── MATERIAL SHOWN ──

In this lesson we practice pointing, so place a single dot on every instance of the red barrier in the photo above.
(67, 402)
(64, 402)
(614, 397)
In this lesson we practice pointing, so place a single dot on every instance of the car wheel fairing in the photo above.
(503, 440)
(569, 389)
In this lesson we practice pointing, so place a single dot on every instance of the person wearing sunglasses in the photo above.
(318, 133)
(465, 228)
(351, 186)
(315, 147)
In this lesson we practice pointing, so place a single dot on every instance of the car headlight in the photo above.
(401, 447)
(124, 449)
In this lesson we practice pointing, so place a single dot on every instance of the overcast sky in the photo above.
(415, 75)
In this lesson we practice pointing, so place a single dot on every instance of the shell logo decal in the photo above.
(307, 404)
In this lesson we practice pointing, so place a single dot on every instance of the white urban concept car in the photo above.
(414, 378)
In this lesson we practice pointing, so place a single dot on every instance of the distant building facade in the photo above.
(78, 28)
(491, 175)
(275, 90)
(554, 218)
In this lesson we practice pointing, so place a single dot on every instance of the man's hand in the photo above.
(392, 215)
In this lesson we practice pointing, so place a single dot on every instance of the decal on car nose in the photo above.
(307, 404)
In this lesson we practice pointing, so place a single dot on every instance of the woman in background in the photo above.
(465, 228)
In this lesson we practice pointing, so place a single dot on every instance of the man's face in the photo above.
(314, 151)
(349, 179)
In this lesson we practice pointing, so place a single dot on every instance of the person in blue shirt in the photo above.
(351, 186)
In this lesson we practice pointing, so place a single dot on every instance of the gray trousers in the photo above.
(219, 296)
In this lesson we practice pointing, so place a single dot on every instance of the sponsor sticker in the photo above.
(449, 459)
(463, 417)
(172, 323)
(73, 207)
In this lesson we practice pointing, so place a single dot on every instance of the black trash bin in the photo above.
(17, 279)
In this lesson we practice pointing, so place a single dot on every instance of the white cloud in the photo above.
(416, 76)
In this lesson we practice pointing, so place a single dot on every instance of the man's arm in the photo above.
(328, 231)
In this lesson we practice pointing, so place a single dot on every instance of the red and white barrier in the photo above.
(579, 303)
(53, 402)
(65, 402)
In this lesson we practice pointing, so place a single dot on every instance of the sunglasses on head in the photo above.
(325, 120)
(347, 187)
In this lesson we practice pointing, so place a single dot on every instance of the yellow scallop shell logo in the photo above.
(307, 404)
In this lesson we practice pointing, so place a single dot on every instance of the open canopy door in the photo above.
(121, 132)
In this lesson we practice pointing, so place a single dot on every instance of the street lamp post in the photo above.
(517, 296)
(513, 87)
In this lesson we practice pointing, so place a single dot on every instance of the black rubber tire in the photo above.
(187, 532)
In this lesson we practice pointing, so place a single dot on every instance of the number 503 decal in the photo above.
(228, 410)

───

TASK ITEM: Every line of the listing is to be returned exactly as given.

YOUR SOLUTION:
In this lesson we practice pointing, so place a single dot on every instance of the red barrier in the photo above.
(67, 402)
(64, 402)
(614, 397)
In this lesson we practice pointing, so place a single dot on every instance of the car wheel fairing in the photo above.
(503, 440)
(569, 389)
In this lesson we practice pointing, so place a single dot on every instance of the person wearing sunglasses in the photo above.
(318, 133)
(465, 228)
(351, 186)
(315, 147)
In this lesson we practice pointing, so place a single dot on every instance of the car headlight in the photo above.
(401, 447)
(124, 449)
In this lesson we practice pointing, so place a single dot on every instance of the overcast sky in the photo above.
(415, 75)
In this lesson we practice pointing, so place a single dot on every instance of the shell logo decal in the photo above.
(307, 404)
In this lesson we practice pointing, so place a single dot on every instance of the white urban concept car in the photo above.
(414, 378)
In this lesson we practice pointing, so place a single dot on every instance of the distant building facade in the photo above.
(78, 28)
(491, 175)
(275, 90)
(554, 218)
In this lesson we practice pointing, so place a single dot on every instance of the man's hand in the photo above.
(392, 215)
In this lesson we practice pointing, so place a single dot on every instance of the decal on car nose in the photo above.
(307, 404)
In this lesson we practice pointing, so place a single dot on every instance of the woman in background in the photo above.
(465, 228)
In this lesson we practice pointing, so place a single dot on every instance of the man's face in the photo above.
(314, 151)
(349, 179)
In this lesson we practice pointing, so place a single dot on every instance of the person in blue shirt in the photo above.
(351, 186)
In this lesson we practice pointing, so place a single dot on every instance of the gray trousers in the photo above.
(219, 296)
In this lesson we practice pointing, so place a single dot on every instance of the sponsor sticker in the photo above.
(449, 459)
(463, 417)
(172, 323)
(73, 207)
In this lesson we practice pointing, so place a single dot on every instance of the black trash bin in the photo above.
(17, 279)
In this lesson we practice pointing, so place a single dot on every instance of the white cloud in the photo above.
(416, 76)
In this lesson we practice pointing, so place a single dot on every instance of the man's arm in the photo above.
(328, 231)
In this lesson we practice pointing, so place a single dot on every instance of the red and white barrier in the photo above.
(579, 303)
(53, 402)
(65, 402)
In this lesson we practice pointing, so place a single dot on every instance of the sunglasses on head in the photo above.
(325, 120)
(347, 187)
In this lesson we practice pointing, so place a single dot on every instance of the yellow scallop shell logo in the photo above.
(307, 404)
In this lesson we practice pointing, so place a single dot on every instance of the open canopy door in the photo above.
(121, 132)
In this lesson we practice pointing, so place a single dot on every instance of the street lamp post in the photo above.
(517, 296)
(513, 87)
In this lesson we practice pointing, so place a single dot on every instance of the black rubber tire in the photo above.
(187, 532)
In this lesson we practice pointing, so place a single dot on every instance of the number 503 decal in the photo above.
(228, 410)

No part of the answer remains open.